## [DOCUMENT EXCERPT]
□ □ □
I find Schoenberg, while the most important obviously of the Berg/Webern/Schoenberg triumvirate, probably the hardest work of them. Berg (the Chamber Concerto aside) is simply enjoyable, while Webern is self evidently great (his Op.21 Symphony is the best written in the twentieth century as far as I am concerned).
 
Dec 13, 2009 at 6:58 PM Post #9 of 27
Schoenberg is a tough nut to crack for many people, which is too bad since his music really does have a lot to offer. It's not easy listening to be sure. Schoenberg wanted people to like his music.

You must hear Pelleas und Melisande and Gurrelieder. His experiments with Spechstimme certainly turns people off, and I can understand why. I've never taken to Survivor from Warsaw, although many people find it deeply disturbing and emotional.

If you want to hear what the man could do with an orchestra, get his orchestral transcription of the Brahms g minor quartet. There are quite a few recordings of it now available, but the Jarvi on Chandos will knock your socks off. Schoenberg was quite a master of instrumentation.

There's a lovely disk called Schoenberg in Hollywood that's well worth finding.
 
Dec 13, 2009 at 7:16 PM Post #10 of 27
Quote:

Schoenberg is a tough nut to crack for many people, which is too bad since his music really does have a lot to offer. It's not easy listening to be sure. Schoenberg wanted people to like his music.


Thanks for reminding me ~ I did really try hard!
□ □ □
## [REQUIRED TASKS]
A: Reproduce the passage of the Schoenberg discussion above from "I find Schoenberg, while" to "disturbing and emotional.".
B: Go on with the Schoenberg discussion above, starting right after its final sentence.
□ □ □
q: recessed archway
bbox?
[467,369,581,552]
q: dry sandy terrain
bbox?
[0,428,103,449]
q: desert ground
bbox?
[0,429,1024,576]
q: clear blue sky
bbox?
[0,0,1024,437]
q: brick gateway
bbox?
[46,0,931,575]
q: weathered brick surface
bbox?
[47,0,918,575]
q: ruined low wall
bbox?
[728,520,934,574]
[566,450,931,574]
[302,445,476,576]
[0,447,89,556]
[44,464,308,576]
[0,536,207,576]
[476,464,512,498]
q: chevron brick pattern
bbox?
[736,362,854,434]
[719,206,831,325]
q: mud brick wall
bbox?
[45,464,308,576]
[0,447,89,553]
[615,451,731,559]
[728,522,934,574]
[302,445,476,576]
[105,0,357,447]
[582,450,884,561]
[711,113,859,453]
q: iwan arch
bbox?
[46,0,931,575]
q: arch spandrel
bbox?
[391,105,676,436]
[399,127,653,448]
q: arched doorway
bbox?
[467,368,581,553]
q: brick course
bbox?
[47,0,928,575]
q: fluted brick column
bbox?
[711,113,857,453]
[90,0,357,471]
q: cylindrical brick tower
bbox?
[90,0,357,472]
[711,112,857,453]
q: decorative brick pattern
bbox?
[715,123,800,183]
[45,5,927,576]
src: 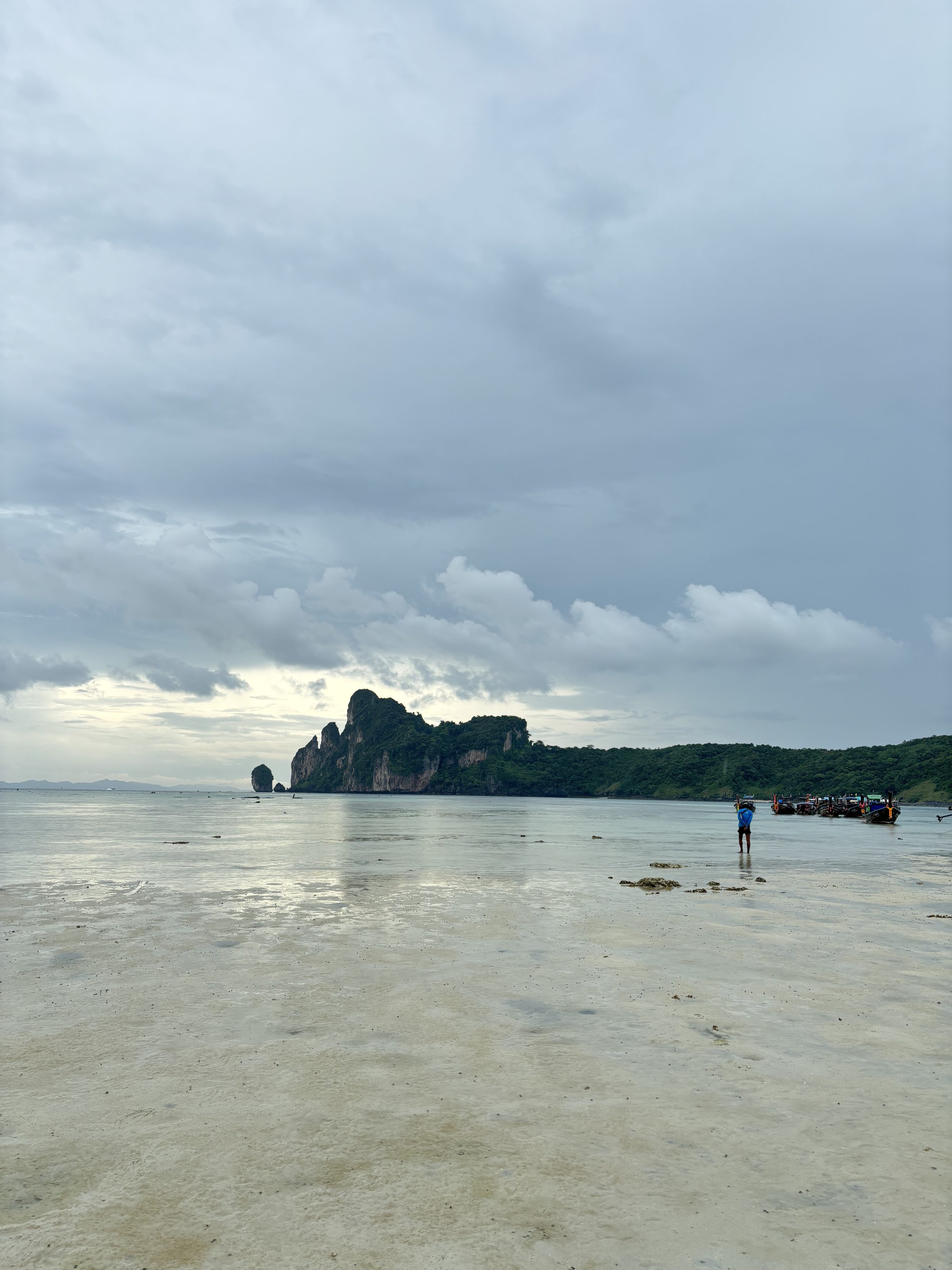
□ □ □
## [EXPECTED RESULTS]
A:
I find Schoenberg, while the most important obviously of the Berg/Webern/Schoenberg triumvirate, probably the hardest work of them. Berg (the Chamber Concerto aside) is simply enjoyable, while Webern is self evidently great (his Op.21 Symphony is the best written in the twentieth century as far as I am concerned).
 
Dec 13, 2009 at 6:58 PM Post #9 of 27
Schoenberg is a tough nut to crack for many people, which is too bad since his music really does have a lot to offer. It's not easy listening to be sure. Schoenberg wanted people to like his music.

You must hear Pelleas und Melisande and Gurrelieder. His experiments with Spechstimme certainly turns people off, and I can understand why. I've never taken to Survivor from Warsaw, although many people find it deeply disturbing and emotional.

B:
Kylie Minogue also wanted people to like her music btw
smily_headphones1.gif


Maybe it's something to do with the Germanic spirit of Schoenberg's music. His spiritual predecessors I can handle ~ like Webern's ditty for string quartet (romantic vein). Equally, intense music which was never written 'to be liked', such as the music originating from Poland's Vintage 33 group of composers, has always enthralled me. Henryk Gorecki's String Quartets, composed with the second world war in his blood and the sound of bomb siren shelters are intensely provocative on an emotional level and move towards a depth of spiritual desolation which resonates with me. Having said as much, Sprechstimme (or Spechstimme as it is usually bandied around these days).......takes place in a classical medium that moves beyond the intimacy of the intense dialogue within chamber music which I still can't get. Vocal performance art and opera are different genres of classical music, and it's not realistic for an audience to love all genres of music; some composers are reknown more for specific works in one medium (such as Scriabin in his piano sonatas) and others in symphonic work (like Myaskovsky). Equally, many composer's 'fame' for their works, rests on their interpreters, and when there are none, such as Szymanowski's string quartets until the early 1980's, the work remains buried and obscured in history, until a champion like the Varsovia or Carmina Quartet, come to raise it back into the public light.

Is the same true for Schoenberg? Later Russian Jewish composers, such as Moshei Vainberg, capture an emotional accessibility in his string quartet cycle which I find tangible, perhaps even if not as accomplished as Schoenberg's theoretical prowess. Schoenberg's work has been interpreted and re-interpreted at length; he has the advantage of never being eclipsed into anonymity and his work probably is best known to us because of its theoretical underpinnings.

But what of the listener? Well Gorecki's chamber music work isn't easy listening, and in fact, most (romantic) classical buffs would say his string quartets are like torture, whereas his monotonal vocal work like the 3rd Symph. are very easy going. But Schoenberg?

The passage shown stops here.